§ DESCRIPTION OF THE TASK
Pick out and copy each line of the material that contains the string "pale". Uppercase and lowercase letters count as different.
___
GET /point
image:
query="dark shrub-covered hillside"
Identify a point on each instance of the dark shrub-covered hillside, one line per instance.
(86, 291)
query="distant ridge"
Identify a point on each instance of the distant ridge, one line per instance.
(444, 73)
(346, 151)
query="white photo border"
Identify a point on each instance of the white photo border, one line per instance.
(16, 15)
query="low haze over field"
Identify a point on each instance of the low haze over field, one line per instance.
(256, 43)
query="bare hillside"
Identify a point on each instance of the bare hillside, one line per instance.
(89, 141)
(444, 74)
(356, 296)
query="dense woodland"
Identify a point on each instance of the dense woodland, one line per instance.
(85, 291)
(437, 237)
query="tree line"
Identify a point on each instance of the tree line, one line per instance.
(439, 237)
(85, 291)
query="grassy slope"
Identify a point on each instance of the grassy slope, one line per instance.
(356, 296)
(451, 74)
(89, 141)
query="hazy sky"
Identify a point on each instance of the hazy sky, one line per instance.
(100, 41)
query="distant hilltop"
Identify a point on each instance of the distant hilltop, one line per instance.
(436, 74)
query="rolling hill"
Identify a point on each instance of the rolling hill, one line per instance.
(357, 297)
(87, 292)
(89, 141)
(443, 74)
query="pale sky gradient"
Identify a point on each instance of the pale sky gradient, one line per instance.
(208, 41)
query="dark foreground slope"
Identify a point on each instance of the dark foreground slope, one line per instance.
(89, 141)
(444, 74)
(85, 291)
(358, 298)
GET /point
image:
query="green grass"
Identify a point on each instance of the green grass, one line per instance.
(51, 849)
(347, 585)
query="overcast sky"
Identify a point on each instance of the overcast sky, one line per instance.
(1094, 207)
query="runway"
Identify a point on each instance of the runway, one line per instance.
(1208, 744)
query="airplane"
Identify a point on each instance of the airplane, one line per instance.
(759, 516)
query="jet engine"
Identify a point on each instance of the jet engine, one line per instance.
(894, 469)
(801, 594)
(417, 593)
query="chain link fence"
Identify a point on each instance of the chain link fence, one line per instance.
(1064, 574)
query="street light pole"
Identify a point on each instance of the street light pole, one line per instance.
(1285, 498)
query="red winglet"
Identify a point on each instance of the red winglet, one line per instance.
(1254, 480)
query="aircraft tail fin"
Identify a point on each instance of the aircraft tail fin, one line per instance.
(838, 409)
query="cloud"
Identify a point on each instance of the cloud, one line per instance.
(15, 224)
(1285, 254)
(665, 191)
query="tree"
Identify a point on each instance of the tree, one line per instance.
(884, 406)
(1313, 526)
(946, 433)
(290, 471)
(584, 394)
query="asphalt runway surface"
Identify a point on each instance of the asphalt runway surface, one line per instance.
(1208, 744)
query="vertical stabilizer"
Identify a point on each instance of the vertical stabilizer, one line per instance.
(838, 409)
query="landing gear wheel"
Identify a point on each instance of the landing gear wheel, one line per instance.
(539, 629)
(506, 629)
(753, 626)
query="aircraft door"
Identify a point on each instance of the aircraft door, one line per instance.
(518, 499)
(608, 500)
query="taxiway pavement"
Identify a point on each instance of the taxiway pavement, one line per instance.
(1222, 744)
___
§ EXPECTED ANSWER
query="pale sky gradient"
Identify a point on each instance of the pale sky gradient, one line per instance.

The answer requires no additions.